# WORK TO COMPLETE
In the material below, find the line containing "positive clicks: (324, 256)" and the line containing "box: [284, 300, 299, 326]", then reproduce exactly both of them and every line between, and nothing else.

Top of MATERIAL TO PROCESS

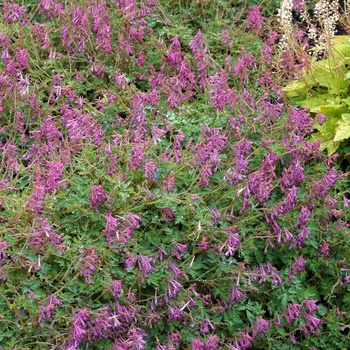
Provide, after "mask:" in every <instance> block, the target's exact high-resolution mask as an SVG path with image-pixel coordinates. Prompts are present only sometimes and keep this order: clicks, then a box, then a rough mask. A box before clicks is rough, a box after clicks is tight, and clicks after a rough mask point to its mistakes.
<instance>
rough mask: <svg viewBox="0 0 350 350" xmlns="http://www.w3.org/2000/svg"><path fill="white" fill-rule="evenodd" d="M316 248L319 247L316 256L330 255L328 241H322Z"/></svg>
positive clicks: (324, 256)
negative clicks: (317, 246) (317, 251)
mask: <svg viewBox="0 0 350 350" xmlns="http://www.w3.org/2000/svg"><path fill="white" fill-rule="evenodd" d="M318 248H319V249H320V251H319V252H318V253H317V255H316V256H321V255H323V256H324V257H325V258H326V259H327V258H329V257H330V253H329V243H327V242H326V241H323V242H322V243H321V244H320V245H319V246H318Z"/></svg>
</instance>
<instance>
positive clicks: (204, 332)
mask: <svg viewBox="0 0 350 350" xmlns="http://www.w3.org/2000/svg"><path fill="white" fill-rule="evenodd" d="M209 328H210V329H211V330H212V331H215V326H214V325H213V324H212V323H211V322H210V321H209V320H208V319H207V318H206V319H205V320H203V321H202V322H201V326H200V329H199V331H200V332H201V333H202V334H206V333H208V332H209V331H210V330H209Z"/></svg>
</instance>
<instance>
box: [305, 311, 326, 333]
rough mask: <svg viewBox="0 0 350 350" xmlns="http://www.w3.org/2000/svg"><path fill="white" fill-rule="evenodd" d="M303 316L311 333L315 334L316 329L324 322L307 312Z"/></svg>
mask: <svg viewBox="0 0 350 350" xmlns="http://www.w3.org/2000/svg"><path fill="white" fill-rule="evenodd" d="M303 316H304V317H305V320H306V323H307V326H308V327H309V329H310V331H311V332H314V331H315V330H316V328H317V327H318V326H319V325H320V324H321V323H322V320H320V319H319V318H317V317H314V316H312V315H310V314H309V313H307V312H303Z"/></svg>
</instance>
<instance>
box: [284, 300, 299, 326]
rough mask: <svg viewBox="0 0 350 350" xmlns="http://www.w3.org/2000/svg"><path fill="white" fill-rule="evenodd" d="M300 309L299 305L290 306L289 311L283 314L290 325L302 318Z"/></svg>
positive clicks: (285, 312)
mask: <svg viewBox="0 0 350 350" xmlns="http://www.w3.org/2000/svg"><path fill="white" fill-rule="evenodd" d="M299 308H300V305H299V304H288V307H287V311H285V312H284V313H283V316H284V318H285V319H286V321H287V322H288V323H292V322H293V321H294V320H295V319H296V318H298V317H300V310H299Z"/></svg>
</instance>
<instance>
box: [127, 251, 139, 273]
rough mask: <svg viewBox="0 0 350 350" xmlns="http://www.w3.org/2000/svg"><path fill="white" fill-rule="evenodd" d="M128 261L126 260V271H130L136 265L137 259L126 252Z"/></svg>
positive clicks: (136, 258) (129, 253) (127, 252)
mask: <svg viewBox="0 0 350 350" xmlns="http://www.w3.org/2000/svg"><path fill="white" fill-rule="evenodd" d="M125 256H126V259H125V260H124V267H125V270H129V269H130V267H131V266H133V265H134V263H135V261H136V260H137V258H136V257H135V256H134V255H132V254H131V253H129V252H125Z"/></svg>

Bottom of MATERIAL TO PROCESS

# REPLY
positive clicks: (324, 256)
negative clicks: (317, 246) (317, 251)
mask: <svg viewBox="0 0 350 350" xmlns="http://www.w3.org/2000/svg"><path fill="white" fill-rule="evenodd" d="M318 248H319V249H320V251H319V252H318V253H317V255H316V256H321V255H323V256H324V257H325V258H326V259H327V258H329V257H330V253H329V243H327V242H326V241H323V242H322V243H321V244H320V245H319V246H318Z"/></svg>
</instance>
<instance>
positive clicks: (204, 332)
mask: <svg viewBox="0 0 350 350" xmlns="http://www.w3.org/2000/svg"><path fill="white" fill-rule="evenodd" d="M209 328H210V329H211V330H212V331H215V326H214V325H213V324H212V323H211V322H210V321H209V320H208V319H207V318H206V319H205V320H203V321H202V322H201V326H200V329H199V331H200V332H201V333H202V334H206V333H208V332H209V331H210V330H209Z"/></svg>
</instance>
<instance>
box: [305, 311, 326, 333]
rough mask: <svg viewBox="0 0 350 350" xmlns="http://www.w3.org/2000/svg"><path fill="white" fill-rule="evenodd" d="M303 316L311 333L315 334L316 329L324 322L307 312Z"/></svg>
mask: <svg viewBox="0 0 350 350" xmlns="http://www.w3.org/2000/svg"><path fill="white" fill-rule="evenodd" d="M303 316H304V317H305V320H306V323H307V326H308V327H309V329H310V331H311V332H314V331H315V330H316V328H317V327H318V326H319V325H320V324H321V323H322V320H320V319H319V318H317V317H314V316H312V315H310V314H309V313H307V312H303Z"/></svg>
</instance>
<instance>
box: [284, 300, 299, 326]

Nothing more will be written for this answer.